* START Input rows *

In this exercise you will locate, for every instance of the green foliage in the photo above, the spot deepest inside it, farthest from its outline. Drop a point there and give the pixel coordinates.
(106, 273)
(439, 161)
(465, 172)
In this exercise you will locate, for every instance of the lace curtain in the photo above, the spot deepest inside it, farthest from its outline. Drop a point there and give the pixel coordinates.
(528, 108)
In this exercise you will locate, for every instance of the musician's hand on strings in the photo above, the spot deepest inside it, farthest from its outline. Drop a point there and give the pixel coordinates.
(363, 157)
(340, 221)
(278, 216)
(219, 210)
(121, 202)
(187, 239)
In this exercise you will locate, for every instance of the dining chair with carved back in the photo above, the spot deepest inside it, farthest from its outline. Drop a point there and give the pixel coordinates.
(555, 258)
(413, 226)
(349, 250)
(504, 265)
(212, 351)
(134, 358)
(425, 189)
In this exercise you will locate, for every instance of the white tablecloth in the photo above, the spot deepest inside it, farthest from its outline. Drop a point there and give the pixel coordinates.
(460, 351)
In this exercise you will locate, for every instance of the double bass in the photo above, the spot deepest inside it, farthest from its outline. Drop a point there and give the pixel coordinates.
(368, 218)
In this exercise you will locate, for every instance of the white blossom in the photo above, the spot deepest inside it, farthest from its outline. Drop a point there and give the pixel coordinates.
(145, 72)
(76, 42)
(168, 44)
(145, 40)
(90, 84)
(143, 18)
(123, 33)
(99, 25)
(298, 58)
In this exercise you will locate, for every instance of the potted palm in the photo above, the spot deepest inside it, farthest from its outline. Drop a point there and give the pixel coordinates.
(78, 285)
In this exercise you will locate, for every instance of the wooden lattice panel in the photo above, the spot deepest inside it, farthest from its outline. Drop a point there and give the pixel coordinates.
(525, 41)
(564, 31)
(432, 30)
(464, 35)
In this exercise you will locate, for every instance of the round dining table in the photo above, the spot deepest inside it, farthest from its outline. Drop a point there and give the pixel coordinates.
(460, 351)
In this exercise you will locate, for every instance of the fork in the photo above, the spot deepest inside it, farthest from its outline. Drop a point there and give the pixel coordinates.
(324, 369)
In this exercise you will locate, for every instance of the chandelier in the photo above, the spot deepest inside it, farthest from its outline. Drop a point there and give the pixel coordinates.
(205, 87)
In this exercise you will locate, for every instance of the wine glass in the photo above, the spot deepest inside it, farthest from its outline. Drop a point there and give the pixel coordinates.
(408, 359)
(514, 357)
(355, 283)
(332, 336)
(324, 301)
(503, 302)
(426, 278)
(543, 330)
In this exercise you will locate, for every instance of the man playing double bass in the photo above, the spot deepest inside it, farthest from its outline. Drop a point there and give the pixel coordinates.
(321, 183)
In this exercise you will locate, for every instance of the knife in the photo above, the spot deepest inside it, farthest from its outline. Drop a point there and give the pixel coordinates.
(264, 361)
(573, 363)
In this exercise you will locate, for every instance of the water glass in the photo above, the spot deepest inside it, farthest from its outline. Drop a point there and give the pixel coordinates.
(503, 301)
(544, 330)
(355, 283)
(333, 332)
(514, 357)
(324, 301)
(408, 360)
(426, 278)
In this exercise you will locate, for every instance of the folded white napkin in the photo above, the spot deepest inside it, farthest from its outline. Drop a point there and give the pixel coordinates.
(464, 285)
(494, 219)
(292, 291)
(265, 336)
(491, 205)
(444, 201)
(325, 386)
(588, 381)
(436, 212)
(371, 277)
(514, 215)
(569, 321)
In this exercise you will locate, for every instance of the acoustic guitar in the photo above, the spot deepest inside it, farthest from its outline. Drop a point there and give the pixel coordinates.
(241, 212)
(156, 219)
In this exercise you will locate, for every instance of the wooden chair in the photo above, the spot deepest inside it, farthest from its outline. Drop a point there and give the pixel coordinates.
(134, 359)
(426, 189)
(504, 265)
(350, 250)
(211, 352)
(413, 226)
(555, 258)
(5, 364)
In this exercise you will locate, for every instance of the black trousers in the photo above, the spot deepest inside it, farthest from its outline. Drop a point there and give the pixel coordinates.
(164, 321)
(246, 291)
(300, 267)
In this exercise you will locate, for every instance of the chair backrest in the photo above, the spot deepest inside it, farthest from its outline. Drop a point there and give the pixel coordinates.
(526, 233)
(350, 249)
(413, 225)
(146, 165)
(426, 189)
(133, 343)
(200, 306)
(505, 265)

* END Input rows *

Task instructions. Convert the items, starting with the line that contains "of the folded" and continuing through the end of the items, into a JSON list of strings with one string per line and blank lines omitted.

Answer for this exercise.
[
  "In this exercise you will locate, for every instance of the folded white napkin in the photo above, the spot deepest inside it, farthest from its outline. Drop a point there and give the pixel coordinates.",
  "(464, 285)",
  "(494, 219)",
  "(292, 291)",
  "(265, 336)",
  "(491, 205)",
  "(444, 201)",
  "(325, 386)",
  "(588, 381)",
  "(436, 212)",
  "(371, 277)",
  "(514, 215)",
  "(569, 321)",
  "In this exercise you will locate, for every instance of the acoustic guitar in the photo above, the spot deepest inside it, farthest from its outline. Drop a point there and give the pixel coordinates.",
  "(241, 212)",
  "(156, 219)",
  "In this exercise you will locate, for every instance of the wooden chair in the photo above, the spot deepest inside it, farthest from its outline. Drop a point there and give the pixel coordinates.",
  "(134, 359)",
  "(426, 189)",
  "(504, 265)",
  "(350, 250)",
  "(211, 352)",
  "(413, 226)",
  "(555, 258)",
  "(5, 364)",
  "In this exercise you will locate, for every instance of the black trousers in the photo above, the spot deepest inside it, farthest from its outline. Drop a point there and give the pixel coordinates.",
  "(164, 321)",
  "(246, 291)",
  "(300, 267)",
  "In this exercise you will locate, for every instance of the chair backrest in the photo above, the spot deepest inside it, farthest from its outline. Drop a point there and give the pixel coordinates.",
  "(526, 233)",
  "(350, 249)",
  "(413, 225)",
  "(146, 165)",
  "(426, 189)",
  "(133, 343)",
  "(200, 306)",
  "(505, 265)"
]